SOURCE DATA Start Marker
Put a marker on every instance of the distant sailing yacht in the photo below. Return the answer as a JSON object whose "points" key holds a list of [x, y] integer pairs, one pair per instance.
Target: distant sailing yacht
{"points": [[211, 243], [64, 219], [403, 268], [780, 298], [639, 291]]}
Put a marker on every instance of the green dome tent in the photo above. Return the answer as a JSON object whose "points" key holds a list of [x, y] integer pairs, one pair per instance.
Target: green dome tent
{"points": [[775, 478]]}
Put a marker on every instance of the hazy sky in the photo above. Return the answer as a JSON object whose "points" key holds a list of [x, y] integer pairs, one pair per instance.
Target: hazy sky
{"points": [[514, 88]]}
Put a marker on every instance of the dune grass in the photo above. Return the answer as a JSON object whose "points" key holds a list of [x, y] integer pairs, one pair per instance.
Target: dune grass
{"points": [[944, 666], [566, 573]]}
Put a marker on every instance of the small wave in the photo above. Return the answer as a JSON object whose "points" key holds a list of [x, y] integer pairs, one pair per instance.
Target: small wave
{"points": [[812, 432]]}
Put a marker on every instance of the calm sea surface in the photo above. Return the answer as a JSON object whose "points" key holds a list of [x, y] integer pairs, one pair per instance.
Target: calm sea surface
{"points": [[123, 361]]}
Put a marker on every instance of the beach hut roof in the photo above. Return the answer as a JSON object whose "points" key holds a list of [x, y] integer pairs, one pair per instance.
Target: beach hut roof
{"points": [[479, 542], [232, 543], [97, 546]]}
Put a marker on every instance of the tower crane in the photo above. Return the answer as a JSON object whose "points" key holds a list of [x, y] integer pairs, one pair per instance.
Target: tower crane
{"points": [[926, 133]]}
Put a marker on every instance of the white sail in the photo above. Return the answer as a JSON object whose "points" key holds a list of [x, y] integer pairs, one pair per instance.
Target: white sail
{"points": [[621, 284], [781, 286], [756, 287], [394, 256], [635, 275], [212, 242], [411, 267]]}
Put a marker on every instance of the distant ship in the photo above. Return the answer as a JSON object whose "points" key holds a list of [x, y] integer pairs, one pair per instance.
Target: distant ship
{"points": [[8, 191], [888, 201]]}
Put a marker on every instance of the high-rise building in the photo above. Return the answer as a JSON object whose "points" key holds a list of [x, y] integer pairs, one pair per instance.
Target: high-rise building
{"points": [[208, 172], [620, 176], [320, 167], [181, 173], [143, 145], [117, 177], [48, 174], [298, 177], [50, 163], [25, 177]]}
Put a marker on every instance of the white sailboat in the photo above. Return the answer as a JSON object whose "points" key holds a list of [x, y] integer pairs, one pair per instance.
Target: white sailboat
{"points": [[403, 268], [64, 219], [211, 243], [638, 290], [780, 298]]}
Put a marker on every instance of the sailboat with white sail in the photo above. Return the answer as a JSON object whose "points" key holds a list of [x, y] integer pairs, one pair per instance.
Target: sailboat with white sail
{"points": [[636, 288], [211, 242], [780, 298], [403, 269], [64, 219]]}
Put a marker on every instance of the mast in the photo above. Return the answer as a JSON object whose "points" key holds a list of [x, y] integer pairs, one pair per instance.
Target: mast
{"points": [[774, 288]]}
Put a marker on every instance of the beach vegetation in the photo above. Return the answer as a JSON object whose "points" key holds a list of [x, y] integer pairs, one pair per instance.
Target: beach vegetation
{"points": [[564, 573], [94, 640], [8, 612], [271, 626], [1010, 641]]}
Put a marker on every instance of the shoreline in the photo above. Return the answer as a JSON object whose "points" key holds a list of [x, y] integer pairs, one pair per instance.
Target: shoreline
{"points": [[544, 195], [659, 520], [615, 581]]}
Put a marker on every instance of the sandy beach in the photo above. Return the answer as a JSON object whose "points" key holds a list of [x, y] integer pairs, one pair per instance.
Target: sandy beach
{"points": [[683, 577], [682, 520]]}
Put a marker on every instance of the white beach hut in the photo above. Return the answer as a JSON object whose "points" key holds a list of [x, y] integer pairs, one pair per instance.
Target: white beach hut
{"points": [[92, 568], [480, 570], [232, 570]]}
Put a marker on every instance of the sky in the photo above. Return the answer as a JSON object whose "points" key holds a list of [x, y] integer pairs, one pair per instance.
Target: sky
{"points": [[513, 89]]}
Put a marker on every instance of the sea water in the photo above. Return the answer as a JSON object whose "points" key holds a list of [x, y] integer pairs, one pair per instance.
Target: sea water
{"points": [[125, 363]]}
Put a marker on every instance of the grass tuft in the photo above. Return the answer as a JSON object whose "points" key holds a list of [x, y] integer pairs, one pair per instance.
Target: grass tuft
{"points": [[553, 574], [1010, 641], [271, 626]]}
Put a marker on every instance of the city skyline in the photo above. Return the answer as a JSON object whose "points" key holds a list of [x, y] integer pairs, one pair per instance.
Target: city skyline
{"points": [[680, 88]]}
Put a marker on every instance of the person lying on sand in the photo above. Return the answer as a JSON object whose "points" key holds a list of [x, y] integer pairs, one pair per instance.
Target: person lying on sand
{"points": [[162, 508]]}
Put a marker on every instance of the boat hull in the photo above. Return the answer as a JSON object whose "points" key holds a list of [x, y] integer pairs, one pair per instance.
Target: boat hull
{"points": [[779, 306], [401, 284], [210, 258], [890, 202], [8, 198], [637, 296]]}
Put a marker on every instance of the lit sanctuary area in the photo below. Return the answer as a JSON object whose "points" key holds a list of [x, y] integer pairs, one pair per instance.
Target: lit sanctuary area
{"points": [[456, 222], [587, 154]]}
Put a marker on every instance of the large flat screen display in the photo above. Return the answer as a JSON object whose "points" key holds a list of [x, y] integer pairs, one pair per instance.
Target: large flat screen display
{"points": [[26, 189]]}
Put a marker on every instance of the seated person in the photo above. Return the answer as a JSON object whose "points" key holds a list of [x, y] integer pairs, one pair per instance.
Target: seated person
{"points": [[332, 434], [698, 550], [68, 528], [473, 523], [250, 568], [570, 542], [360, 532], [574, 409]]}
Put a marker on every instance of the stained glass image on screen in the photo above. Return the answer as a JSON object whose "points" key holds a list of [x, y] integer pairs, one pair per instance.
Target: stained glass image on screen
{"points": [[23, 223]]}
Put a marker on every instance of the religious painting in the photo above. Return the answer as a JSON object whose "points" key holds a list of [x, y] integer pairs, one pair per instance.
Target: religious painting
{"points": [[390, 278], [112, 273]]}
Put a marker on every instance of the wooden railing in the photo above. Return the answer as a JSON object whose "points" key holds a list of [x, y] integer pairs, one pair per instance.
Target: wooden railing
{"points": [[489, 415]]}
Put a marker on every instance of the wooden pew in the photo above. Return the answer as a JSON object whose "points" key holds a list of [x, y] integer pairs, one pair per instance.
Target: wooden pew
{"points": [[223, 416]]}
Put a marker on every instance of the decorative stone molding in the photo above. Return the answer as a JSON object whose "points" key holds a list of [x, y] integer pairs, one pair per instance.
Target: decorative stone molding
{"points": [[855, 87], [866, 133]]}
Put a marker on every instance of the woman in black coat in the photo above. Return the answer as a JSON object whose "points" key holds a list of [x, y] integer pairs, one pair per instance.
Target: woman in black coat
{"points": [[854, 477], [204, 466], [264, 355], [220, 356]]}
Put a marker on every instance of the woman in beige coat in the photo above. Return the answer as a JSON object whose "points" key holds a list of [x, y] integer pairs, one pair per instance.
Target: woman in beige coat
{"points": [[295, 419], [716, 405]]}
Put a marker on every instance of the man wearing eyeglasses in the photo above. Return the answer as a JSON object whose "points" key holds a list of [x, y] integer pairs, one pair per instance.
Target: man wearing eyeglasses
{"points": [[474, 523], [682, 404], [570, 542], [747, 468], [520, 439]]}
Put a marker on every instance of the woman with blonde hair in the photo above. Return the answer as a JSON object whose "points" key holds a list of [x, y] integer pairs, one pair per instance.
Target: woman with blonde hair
SOURCE DATA End Marker
What lines in the entries above include the string "hair"? Return each one.

Put a marker on every instance of the woman with blonde hair in the photo above. Return the answer as a JSON object whose "points" key holds a list of [x, y] integer pairs, one pair per instance.
Target: woman with blonde hair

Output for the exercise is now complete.